SOURCE EXTRACT =>
━━━━━━━━━━

The possibility of intervention—Lee invades the North—Antietam, the bloodiest day—Dawson experiences Northern hospitality—The splendors and shortages of Richmond—Meeting the Confederate generals

 

“T
he suspense was hideous and unendurable,” Henry Adams recalled, as he waited for news from America.
1
On September 9, 1862, came a telegram from Reuter’s agency announcing a victory for Union general John Pope at Bull Run. “This has been a Red Letter Day,” Moran wrote euphorically. “If this be true it is the beginning of the end.”
2

Four days later, Moran learned they had been misled; Pope had been defeated, and the Confederate army was just twenty miles from Washington. “My heart sunk within me,” he wrote. “The rebels here are elated beyond measure. The Northern people are looked upon as cravens, and the Union is regarded as hopelessly gone.” He was alone at the legation; the Adamses were away and Charles Wilson had taken a leave of absence “for his health.” With no one to act as a moderating influence on his behavior, Moran happily insulted a British Army officer who called at the legation to volunteer for the Federal army; “they think we are unable to attend to our affairs, and that they can settle them,” he remarked testily.

━━━━━━━━━━

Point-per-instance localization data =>
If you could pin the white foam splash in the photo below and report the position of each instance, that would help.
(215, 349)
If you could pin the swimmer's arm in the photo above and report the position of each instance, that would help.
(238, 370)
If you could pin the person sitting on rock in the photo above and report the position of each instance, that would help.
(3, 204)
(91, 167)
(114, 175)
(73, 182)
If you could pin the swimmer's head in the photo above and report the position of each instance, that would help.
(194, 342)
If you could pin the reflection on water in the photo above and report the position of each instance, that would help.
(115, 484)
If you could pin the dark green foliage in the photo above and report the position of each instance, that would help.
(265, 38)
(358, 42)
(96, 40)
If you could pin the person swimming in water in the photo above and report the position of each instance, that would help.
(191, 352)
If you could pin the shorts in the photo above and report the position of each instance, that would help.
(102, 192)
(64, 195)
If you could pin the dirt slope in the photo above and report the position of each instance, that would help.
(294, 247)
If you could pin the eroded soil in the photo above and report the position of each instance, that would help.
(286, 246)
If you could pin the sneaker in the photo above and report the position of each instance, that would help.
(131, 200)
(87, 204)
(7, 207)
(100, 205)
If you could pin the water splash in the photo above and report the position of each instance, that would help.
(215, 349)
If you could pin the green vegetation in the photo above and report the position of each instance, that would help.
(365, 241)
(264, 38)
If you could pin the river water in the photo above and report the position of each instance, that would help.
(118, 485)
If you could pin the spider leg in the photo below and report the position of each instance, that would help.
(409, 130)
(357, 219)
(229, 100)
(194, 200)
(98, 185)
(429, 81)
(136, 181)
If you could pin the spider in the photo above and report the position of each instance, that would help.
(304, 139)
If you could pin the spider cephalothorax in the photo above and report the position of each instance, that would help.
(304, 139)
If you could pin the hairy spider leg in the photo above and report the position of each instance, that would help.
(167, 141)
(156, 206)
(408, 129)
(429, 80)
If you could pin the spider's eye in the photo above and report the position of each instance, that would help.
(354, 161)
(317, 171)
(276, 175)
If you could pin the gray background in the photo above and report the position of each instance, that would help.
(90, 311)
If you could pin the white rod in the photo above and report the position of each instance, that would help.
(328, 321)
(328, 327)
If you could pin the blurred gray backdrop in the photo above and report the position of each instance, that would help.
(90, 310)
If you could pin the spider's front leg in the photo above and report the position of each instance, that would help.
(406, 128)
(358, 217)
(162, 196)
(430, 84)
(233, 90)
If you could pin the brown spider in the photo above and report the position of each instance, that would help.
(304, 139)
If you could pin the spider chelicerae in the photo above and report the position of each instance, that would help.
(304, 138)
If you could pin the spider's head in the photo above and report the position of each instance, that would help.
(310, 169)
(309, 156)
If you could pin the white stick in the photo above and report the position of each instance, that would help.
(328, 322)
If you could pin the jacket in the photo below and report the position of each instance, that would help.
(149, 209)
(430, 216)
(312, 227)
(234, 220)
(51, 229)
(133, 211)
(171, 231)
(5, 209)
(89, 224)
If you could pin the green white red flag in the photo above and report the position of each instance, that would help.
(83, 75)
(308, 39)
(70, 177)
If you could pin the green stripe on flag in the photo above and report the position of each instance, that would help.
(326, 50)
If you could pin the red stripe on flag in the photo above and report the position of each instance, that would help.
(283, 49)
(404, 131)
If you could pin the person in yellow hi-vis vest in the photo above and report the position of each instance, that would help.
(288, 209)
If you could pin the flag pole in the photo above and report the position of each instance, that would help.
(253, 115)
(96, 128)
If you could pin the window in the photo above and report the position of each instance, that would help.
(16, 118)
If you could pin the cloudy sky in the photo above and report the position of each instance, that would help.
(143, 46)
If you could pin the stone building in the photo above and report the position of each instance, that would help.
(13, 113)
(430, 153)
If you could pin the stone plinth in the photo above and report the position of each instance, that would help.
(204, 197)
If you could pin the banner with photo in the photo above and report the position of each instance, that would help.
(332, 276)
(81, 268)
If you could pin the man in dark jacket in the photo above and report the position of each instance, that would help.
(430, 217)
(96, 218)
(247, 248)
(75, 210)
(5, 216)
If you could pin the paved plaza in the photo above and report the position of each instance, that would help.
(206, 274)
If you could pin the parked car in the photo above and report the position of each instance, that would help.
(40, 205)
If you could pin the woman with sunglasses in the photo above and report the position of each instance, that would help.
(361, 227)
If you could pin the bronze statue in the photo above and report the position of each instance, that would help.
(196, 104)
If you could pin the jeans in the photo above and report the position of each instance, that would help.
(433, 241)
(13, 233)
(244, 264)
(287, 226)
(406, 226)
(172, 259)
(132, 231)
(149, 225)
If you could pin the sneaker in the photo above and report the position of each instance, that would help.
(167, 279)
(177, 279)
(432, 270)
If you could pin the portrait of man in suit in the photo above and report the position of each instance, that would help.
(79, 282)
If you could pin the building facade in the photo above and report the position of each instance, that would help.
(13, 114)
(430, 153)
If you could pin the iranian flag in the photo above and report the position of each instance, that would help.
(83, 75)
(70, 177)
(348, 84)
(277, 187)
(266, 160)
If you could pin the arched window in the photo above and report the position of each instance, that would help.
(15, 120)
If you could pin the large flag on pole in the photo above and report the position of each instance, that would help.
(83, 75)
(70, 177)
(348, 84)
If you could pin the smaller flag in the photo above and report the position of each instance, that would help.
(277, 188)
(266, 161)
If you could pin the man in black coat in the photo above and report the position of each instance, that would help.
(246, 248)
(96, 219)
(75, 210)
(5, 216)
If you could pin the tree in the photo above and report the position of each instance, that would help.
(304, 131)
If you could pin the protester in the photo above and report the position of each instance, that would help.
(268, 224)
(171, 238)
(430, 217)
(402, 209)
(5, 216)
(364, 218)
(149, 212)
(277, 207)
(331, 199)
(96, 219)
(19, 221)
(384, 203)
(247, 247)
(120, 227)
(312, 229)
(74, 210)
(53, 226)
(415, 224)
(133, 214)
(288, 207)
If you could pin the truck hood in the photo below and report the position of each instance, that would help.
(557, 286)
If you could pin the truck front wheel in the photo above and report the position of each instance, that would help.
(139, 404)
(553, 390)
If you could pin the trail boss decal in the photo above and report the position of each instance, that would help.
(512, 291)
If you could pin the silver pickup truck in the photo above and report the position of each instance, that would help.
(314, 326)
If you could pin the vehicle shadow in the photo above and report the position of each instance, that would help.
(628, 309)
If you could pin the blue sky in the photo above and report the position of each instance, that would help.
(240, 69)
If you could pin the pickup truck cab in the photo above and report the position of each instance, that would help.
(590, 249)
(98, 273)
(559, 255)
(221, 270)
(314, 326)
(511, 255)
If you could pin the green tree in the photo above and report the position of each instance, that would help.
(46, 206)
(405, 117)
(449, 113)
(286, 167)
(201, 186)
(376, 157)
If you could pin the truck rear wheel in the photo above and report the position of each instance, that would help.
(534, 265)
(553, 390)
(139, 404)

━━━━━━━━━━

WORK TO COMPLETE =>
(a) Please give again everything in the Civil War passage from "The possibility of" down to "news from America.".
(b) Condense the paragraph of the Civil War passage that begins "Four days later, Moran learned", keeping its main facts.

ANSWERS TO THE PROBLEMS =>
(a)
The possibility of intervention—Lee invades the North—Antietam, the bloodiest day—Dawson experiences Northern hospitality—The splendors and shortages of Richmond—Meeting the Confederate generals

 

“T
he suspense was hideous and unendurable,” Henry Adams recalled, as he waited for news from America.

(b) Four days later, Moran learned the earlier report was false: Pope had been defeated, and the Confederate army was twenty miles from Washington. Disheartened, he wrote that the rebels there were elated, that Northerners were seen as cravens, and that the Union was thought hopelessly gone. With the Adamses away and Charles Wilson on leave, he was alone at the legation. With no one to moderate his behavior, he insulted a British Army officer who came to volunteer for the Federal army. He remarked that they thought the Americans could not attend to their own affairs.